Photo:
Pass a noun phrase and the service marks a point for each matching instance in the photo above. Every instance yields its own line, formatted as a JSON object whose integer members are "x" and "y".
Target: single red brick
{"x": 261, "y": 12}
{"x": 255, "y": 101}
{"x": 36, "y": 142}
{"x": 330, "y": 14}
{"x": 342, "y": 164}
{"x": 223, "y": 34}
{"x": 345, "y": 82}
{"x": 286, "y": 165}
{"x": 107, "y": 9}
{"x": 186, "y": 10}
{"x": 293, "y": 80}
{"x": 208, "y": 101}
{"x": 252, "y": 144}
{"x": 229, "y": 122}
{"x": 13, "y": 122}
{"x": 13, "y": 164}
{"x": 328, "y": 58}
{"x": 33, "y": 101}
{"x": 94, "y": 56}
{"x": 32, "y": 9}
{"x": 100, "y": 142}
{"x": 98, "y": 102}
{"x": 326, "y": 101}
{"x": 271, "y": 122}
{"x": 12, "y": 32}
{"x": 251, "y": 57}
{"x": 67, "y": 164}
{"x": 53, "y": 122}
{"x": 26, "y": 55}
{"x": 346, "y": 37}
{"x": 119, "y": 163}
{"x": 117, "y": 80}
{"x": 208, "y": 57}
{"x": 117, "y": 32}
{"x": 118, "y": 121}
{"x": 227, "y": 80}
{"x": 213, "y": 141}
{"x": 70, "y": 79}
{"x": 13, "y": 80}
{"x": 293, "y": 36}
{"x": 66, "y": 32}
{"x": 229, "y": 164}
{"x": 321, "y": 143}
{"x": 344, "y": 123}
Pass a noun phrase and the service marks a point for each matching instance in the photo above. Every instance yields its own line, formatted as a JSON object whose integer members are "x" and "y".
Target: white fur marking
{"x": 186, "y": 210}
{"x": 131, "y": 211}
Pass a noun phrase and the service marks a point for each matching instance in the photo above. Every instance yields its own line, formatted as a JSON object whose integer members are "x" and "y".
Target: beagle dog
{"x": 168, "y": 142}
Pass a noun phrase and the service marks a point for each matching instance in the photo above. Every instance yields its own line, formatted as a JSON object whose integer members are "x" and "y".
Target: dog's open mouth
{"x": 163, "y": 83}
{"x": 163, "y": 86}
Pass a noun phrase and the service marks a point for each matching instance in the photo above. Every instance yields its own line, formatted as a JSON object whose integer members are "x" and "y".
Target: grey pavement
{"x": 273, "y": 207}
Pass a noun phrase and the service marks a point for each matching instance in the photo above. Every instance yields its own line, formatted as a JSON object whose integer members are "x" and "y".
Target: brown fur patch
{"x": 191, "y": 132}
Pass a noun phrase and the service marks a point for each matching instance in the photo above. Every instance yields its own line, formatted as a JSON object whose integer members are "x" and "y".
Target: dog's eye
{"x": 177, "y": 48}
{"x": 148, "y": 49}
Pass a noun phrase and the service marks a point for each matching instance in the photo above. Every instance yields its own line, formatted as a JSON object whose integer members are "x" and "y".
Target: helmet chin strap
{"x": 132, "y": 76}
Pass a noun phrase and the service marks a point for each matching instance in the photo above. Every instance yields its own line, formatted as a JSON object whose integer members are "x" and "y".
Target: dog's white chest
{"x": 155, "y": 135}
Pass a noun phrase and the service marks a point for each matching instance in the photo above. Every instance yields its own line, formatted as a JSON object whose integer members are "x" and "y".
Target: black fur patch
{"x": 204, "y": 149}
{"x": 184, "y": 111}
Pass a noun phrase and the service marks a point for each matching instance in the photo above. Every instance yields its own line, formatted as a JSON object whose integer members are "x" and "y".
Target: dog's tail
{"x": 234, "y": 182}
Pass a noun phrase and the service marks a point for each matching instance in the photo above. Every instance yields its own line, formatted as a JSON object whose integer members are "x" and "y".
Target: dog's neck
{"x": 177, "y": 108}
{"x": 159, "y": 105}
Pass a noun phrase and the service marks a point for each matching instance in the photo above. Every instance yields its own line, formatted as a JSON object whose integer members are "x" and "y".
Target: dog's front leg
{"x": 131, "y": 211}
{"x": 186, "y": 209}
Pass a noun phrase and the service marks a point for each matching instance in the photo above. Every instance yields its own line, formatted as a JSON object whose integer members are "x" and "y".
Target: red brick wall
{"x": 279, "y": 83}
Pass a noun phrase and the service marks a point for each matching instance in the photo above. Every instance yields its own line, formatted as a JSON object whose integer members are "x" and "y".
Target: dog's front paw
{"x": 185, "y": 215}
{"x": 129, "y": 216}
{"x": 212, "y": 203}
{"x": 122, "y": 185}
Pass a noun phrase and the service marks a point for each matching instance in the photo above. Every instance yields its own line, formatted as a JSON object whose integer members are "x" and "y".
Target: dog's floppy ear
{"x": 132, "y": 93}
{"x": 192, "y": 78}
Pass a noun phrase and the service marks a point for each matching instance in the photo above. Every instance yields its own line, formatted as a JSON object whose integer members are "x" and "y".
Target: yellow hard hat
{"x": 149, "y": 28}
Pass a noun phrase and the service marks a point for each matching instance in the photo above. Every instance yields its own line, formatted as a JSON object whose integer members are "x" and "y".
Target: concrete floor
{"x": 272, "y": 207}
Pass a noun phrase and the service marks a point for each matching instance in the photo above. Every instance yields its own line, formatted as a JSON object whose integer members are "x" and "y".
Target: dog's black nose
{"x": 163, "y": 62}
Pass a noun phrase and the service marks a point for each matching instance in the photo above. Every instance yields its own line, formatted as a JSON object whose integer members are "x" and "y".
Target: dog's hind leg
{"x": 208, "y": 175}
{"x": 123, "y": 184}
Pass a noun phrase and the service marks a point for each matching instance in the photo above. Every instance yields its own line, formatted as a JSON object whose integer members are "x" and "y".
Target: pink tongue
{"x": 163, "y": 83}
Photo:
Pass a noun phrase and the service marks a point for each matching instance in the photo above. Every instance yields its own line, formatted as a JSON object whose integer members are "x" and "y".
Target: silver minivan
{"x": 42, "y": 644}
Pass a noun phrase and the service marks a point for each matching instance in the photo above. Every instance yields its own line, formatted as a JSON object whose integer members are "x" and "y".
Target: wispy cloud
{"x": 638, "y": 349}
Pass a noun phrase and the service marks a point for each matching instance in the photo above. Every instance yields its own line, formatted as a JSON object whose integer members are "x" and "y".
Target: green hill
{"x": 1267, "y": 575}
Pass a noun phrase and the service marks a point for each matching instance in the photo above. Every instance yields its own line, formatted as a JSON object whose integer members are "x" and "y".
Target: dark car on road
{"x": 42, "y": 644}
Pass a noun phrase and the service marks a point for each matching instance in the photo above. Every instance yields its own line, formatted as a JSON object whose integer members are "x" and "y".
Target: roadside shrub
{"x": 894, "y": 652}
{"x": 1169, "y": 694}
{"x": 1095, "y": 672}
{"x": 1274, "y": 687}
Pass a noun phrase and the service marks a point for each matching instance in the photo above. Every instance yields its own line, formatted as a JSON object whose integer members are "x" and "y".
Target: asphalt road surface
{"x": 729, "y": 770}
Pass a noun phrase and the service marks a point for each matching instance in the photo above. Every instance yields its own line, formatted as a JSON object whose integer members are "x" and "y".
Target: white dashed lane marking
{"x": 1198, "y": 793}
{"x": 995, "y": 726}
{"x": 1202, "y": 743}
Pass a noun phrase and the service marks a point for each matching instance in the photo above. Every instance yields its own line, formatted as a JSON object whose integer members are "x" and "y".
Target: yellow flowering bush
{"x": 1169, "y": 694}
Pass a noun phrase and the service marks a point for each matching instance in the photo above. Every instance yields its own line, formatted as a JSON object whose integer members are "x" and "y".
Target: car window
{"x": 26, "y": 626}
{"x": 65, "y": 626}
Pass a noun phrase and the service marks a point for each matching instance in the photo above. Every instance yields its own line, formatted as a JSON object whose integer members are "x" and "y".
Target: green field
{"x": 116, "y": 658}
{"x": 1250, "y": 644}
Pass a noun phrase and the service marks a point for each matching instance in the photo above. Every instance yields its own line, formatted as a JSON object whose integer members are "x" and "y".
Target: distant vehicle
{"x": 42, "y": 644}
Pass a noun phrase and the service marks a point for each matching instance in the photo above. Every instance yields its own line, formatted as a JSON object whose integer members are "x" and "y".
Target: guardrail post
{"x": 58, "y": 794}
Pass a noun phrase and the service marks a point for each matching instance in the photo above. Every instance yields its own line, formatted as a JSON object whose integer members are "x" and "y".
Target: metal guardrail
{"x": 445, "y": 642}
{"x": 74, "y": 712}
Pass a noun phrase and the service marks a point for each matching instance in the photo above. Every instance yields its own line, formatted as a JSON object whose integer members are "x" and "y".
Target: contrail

****************************************

Gather every line of the listing that contains the string "green", copying each line in full and matching case exactly.

**Exercise output**
Target: green hill
Target: green field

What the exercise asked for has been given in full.